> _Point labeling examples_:
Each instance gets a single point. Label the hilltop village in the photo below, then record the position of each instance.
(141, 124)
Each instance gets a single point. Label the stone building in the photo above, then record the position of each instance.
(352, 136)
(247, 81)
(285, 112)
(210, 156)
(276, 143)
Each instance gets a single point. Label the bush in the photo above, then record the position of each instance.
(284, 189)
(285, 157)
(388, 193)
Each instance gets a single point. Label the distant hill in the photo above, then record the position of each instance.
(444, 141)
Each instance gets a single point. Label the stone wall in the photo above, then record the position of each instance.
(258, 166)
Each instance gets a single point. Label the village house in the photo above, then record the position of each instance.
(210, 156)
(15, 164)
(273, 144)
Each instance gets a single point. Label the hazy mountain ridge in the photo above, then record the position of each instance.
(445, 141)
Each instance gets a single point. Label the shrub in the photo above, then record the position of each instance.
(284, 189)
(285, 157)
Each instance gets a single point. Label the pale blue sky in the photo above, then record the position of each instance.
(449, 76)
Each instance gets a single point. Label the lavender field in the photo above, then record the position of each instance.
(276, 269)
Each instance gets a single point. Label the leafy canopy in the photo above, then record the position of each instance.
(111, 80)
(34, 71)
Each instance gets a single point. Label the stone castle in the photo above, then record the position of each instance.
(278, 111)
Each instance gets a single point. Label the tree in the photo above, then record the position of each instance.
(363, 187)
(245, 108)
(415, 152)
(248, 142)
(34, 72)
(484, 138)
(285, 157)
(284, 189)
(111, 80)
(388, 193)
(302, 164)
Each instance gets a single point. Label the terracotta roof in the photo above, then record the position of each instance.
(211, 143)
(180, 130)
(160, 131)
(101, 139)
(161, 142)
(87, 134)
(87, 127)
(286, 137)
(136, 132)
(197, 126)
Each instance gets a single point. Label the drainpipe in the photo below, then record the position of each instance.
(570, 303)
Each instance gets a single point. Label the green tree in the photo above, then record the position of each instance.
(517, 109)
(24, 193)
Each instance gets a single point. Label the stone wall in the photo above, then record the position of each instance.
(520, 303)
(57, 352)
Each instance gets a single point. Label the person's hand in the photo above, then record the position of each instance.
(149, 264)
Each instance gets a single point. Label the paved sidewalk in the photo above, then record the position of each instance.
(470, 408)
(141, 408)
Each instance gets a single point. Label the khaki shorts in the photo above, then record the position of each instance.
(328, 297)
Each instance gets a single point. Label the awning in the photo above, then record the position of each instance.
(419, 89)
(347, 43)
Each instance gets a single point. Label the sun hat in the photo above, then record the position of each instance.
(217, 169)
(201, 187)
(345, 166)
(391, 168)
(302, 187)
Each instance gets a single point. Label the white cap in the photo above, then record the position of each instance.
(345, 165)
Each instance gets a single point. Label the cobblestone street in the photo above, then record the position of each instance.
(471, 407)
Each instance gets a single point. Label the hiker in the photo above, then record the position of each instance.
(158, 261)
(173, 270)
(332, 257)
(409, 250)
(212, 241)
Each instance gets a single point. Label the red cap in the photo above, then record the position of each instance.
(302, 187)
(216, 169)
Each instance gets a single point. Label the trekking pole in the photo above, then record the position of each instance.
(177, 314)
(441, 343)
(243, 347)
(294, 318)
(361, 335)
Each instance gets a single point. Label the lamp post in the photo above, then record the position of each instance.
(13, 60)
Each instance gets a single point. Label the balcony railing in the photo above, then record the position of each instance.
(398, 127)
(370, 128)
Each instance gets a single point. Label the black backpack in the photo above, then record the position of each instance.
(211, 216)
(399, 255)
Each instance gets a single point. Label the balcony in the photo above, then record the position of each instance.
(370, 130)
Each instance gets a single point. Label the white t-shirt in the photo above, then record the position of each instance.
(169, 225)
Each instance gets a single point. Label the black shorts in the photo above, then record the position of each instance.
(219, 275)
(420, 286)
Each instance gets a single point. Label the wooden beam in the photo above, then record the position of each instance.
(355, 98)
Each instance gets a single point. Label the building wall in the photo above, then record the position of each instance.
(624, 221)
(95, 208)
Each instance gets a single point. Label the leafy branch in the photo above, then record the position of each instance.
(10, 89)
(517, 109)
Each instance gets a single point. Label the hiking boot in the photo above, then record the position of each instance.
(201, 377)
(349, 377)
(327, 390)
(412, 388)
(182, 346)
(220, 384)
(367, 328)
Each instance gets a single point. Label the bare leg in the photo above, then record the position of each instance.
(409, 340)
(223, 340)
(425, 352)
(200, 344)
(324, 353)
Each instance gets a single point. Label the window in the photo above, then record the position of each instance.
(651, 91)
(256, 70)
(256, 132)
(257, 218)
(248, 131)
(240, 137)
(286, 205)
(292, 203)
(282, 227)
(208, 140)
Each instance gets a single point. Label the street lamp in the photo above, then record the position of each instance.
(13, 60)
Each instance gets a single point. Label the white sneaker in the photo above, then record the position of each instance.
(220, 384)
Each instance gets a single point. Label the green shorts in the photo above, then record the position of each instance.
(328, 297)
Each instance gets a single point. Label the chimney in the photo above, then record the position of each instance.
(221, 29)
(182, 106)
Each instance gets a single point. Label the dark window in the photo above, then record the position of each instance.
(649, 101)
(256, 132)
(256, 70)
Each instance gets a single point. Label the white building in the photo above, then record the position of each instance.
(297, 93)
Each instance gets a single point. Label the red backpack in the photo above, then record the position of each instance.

> _Problem statement_: Extract the listing in its entirety and repeat it exactly.

> _Full response_:
Each instance gets a single point. Label the hilltop village in the photo below, then record the position of each instance.
(141, 124)
Each instance gets a single point. Label the stone building in the photo above, then record the position of each instance.
(352, 136)
(247, 81)
(285, 112)
(210, 156)
(276, 143)
Each instance gets a single point. Label the bush in the photo above, then record the position of each instance.
(284, 189)
(285, 157)
(388, 193)
Each instance gets a single point. Label the distant hill in the photo above, then record the position of each instance.
(444, 141)
Each instance gets a single point. Label the stone wall in the photo above, then record the position of each instance.
(258, 166)
Each instance gets a single point. Label the village house in the photo above, then record the position of each instance.
(210, 156)
(15, 164)
(273, 144)
Each instance gets a single point. Label the hazy mountain ridge in the photo above, then record the position of each instance.
(445, 141)
Each instance gets a single point. Label the shrub in the photo above, then record the position of each instance.
(284, 189)
(285, 157)
Each instance gets a single point. Label the pale blue sky in the photo above, then record the position of each instance.
(449, 76)
Each instance gets a single point. Label the lavender field in the photo above, then record the position of each instance.
(276, 269)
Each instance gets a single point. Label the leafy canopy in the photo above, then record the position of each instance.
(111, 80)
(34, 71)
Each instance gets a single point. Label the stone castle in the photo above, then record the position of each instance.
(278, 111)
Each instance gets a single point. Label the tree in the photo above, then record the position of each instance.
(363, 187)
(245, 108)
(415, 152)
(248, 142)
(34, 72)
(484, 138)
(285, 157)
(284, 189)
(111, 80)
(388, 193)
(302, 164)
Each instance gets a single point. Label the terracotta roof in the photo above, then record the position of each instance.
(211, 143)
(180, 130)
(160, 131)
(101, 139)
(161, 142)
(87, 134)
(87, 127)
(286, 137)
(136, 132)
(197, 126)
Each instance gets a single point. Label the drainpipe in the photo below, then record the position of each instance.
(570, 303)
Each instance gets a single point. Label the green tree in the photo above, then record the position of each instance.
(517, 109)
(24, 193)
Each instance gets a single point. Label the stone wall in the photo above, then record the position of each instance.
(520, 303)
(57, 352)
Each instance gets a single point. Label the person's hand in the photo above, then record the position of each instance.
(149, 264)
Each instance gets a single point. Label the paved sidewalk in the photo above, then record the position of each instance.
(470, 408)
(141, 408)
Each instance gets a single point. Label the khaki shorts in the photo above, then record the position of each instance.
(328, 297)
Each instance gets a single point. Label the awning in the photo above, then record the position of each instance.
(419, 89)
(347, 43)
Each instance gets a single point. Label the sun hat in the photo above, then record the position of each instance.
(217, 169)
(201, 187)
(345, 166)
(391, 168)
(302, 187)
Each instance gets a single point. Label the white cap in the photo above, then record the position of each instance.
(345, 165)
Each instance gets a single point. Label the cobblestone street in the photo above, then record the position of each instance.
(471, 407)
Each instance gets a single point. Label the hiker in the photo above, then record the position of each instance.
(158, 261)
(173, 270)
(332, 257)
(409, 250)
(212, 241)
Each instance gets a single point. Label the red cap in the photo above, then record the position of each instance.
(302, 187)
(216, 169)
Each instance gets a single point. Label the trekking pole in the photo above, then record the position of each instance.
(177, 314)
(441, 343)
(243, 347)
(294, 318)
(361, 335)
Each instance gets a single point. Label the lamp post in the photo above, then record the position of each instance.
(13, 60)
Each instance gets a single point. Label the balcony railing in the photo above, then record the position of each instance.
(398, 127)
(370, 128)
Each instance gets a single point. Label the black backpack in the photo above, then record the position of each instance.
(211, 216)
(399, 255)
Each instance gets a single point. Label the balcony in the photo above, then record the position of each instance.
(370, 130)
Each instance gets a single point. Label the white t-shirt in the photo above, then record the position of each instance.
(169, 225)
Each instance gets a single point. Label the black shorts in the photo above, then record the position of each instance.
(219, 275)
(420, 286)
Each instance gets a single point. Label the wooden beam in the photo above, then record the position of each instance.
(355, 98)
Each instance gets a single point. Label the building wall in the photo above, then record the position of each instance.
(624, 221)
(95, 208)
Each instance gets a single point. Label the leafy branch in the photo above, then record the position of each instance.
(10, 89)
(517, 109)
Each instance gets a single point. Label the hiking boot in the photo above, then record the position of each instance.
(201, 377)
(349, 377)
(327, 390)
(412, 388)
(182, 346)
(220, 384)
(367, 328)
Each instance gets a single point. Label the bare leg in the photo above, then record the position of each instance.
(409, 340)
(223, 340)
(425, 352)
(200, 344)
(324, 353)
Each instance gets a single point. Label the window in the photo above, then record the position of each instance.
(651, 91)
(256, 70)
(256, 132)
(257, 218)
(248, 131)
(240, 137)
(286, 205)
(292, 203)
(282, 227)
(208, 140)
Each instance gets a single point. Label the street lamp in the photo above, then record the position of each instance.
(13, 60)
Each instance gets a single point. Label the white sneaker in the photo above, then record the position of each instance.
(220, 384)
Each instance gets a single point. Label the green shorts in the photo above, then record the position of each instance.
(328, 297)
Each instance gets a single point. Label the chimney in the photo above, then record the position of each instance.
(221, 29)
(182, 106)
Each instance gets a single point. Label the dark window in the photo above, then record the position of each instance.
(649, 101)
(256, 132)
(256, 70)
Each instance gets a single point. Label the white building in the photo above, then record the position of each instance.
(297, 93)
Each instance gets a single point. Label the red backpack in the photo above, then record the position of each instance.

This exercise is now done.